=== WRITTEN INSTRUCTION ===
Render the part of the listing that runs from its start through the line containing "Apply the even-odd" as a Markdown table with the columns Row and Text, numbering each line and leaving out blank lines.

=== EXERCISE MATERIALS ===

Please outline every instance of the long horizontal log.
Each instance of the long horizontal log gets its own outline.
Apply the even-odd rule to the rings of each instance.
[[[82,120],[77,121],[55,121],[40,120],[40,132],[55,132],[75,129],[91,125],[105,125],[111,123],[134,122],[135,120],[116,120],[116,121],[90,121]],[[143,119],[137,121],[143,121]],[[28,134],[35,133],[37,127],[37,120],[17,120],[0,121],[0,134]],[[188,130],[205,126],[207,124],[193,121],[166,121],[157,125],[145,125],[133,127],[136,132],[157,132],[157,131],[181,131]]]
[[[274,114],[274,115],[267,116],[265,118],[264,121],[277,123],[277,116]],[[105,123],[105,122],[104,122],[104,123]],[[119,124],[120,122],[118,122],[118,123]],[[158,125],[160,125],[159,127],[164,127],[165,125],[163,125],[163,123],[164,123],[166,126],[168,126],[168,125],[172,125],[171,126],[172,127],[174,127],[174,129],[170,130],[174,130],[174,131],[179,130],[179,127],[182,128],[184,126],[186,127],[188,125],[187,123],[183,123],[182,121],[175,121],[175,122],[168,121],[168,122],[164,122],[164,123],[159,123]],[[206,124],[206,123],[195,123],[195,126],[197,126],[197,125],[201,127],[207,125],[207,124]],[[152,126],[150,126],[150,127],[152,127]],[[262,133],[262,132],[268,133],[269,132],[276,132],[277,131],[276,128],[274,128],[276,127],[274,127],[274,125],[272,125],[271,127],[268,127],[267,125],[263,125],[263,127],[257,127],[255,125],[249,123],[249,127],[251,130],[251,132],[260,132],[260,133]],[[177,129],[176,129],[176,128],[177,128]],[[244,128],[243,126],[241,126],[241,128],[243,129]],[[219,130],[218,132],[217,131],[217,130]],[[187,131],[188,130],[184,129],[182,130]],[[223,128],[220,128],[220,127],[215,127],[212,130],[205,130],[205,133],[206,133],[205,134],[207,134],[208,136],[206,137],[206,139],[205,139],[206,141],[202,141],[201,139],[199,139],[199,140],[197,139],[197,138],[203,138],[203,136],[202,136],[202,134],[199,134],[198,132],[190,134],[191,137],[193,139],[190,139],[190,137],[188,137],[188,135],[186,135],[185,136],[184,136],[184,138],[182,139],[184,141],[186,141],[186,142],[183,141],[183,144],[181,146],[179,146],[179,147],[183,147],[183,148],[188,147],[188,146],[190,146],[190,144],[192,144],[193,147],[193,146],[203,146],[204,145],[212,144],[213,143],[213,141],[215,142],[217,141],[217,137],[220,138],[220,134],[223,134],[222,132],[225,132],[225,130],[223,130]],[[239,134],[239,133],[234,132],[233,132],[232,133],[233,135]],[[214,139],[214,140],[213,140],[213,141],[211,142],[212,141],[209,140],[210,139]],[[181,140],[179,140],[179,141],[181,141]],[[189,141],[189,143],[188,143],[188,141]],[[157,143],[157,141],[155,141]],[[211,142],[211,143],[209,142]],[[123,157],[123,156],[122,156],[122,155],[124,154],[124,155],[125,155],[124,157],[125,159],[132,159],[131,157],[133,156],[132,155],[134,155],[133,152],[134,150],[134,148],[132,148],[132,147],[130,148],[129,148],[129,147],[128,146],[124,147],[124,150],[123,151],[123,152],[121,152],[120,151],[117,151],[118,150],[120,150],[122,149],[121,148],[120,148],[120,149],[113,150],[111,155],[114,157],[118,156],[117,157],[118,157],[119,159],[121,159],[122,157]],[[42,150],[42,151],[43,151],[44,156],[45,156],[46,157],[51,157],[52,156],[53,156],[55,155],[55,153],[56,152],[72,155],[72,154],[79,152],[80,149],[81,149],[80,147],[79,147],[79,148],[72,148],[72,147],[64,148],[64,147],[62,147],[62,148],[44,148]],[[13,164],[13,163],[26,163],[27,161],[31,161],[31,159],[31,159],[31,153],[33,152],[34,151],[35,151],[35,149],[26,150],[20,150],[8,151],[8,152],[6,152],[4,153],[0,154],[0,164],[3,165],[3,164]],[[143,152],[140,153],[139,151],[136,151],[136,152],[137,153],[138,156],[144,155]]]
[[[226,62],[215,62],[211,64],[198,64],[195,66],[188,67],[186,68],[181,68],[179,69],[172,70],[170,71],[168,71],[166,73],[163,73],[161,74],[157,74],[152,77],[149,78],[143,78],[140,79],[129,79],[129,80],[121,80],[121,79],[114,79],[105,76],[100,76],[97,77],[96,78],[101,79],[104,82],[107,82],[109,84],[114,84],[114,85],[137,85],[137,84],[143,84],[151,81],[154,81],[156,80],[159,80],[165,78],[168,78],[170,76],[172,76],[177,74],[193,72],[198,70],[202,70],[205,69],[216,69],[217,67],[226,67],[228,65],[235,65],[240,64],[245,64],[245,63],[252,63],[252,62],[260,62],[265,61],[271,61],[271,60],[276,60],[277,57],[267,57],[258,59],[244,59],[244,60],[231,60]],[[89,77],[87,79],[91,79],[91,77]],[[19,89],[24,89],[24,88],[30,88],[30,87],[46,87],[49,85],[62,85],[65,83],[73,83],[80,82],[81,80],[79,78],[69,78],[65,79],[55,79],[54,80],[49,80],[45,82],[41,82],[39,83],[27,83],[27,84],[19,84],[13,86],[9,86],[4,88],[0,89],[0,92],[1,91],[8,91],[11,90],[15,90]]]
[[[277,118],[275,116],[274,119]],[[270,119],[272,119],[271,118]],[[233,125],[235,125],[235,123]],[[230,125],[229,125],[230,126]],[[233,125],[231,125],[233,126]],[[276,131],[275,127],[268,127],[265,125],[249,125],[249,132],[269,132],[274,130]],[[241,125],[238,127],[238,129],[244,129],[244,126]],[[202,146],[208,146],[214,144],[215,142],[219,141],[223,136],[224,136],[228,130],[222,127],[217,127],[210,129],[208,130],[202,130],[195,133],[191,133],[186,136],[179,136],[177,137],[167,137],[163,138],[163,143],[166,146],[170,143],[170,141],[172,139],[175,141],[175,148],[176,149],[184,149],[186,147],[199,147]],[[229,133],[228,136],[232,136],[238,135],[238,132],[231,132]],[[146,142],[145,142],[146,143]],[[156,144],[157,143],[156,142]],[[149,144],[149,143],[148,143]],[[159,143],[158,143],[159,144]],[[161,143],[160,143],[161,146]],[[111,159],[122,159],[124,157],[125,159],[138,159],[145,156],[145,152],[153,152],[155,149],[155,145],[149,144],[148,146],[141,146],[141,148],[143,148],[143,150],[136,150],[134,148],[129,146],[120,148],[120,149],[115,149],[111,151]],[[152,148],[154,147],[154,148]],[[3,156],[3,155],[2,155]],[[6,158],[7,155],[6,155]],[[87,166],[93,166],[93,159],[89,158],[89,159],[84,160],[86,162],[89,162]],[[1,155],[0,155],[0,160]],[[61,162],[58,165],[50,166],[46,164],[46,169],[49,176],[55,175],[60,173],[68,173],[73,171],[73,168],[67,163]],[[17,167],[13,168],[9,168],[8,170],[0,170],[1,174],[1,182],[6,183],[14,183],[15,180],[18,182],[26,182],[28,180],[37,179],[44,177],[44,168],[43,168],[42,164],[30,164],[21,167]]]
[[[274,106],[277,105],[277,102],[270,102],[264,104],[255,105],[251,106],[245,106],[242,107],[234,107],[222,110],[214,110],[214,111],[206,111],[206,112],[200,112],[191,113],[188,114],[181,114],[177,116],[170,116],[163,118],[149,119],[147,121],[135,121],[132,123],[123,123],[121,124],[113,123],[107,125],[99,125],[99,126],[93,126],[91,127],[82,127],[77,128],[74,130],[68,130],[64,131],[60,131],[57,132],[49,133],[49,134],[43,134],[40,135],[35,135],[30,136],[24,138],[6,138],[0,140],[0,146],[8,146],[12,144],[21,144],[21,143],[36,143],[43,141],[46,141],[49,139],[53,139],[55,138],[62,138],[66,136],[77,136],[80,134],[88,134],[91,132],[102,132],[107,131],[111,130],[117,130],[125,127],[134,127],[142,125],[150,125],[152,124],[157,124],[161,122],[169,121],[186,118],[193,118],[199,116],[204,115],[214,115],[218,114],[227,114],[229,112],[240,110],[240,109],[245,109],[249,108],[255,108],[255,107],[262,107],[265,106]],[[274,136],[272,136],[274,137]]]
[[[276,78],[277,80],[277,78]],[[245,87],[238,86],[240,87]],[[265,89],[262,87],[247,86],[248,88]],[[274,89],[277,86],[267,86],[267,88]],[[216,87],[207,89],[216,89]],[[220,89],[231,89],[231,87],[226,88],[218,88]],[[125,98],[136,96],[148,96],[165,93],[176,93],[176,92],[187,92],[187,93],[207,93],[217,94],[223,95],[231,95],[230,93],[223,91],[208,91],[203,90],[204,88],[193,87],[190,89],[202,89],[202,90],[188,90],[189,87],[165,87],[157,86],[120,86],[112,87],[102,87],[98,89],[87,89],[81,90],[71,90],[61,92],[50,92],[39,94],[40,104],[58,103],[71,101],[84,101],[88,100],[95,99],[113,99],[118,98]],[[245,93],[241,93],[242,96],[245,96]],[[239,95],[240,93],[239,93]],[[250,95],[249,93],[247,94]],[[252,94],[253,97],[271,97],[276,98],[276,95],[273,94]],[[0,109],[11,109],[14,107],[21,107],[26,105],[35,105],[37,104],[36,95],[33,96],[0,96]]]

=== THE RESPONSE ===
| Row | Text |
|---|---|
| 1 | Please outline every instance of the long horizontal log. |
| 2 | Each instance of the long horizontal log gets its own outline. |
| 3 | Apply the even-odd rule to the rings of each instance. |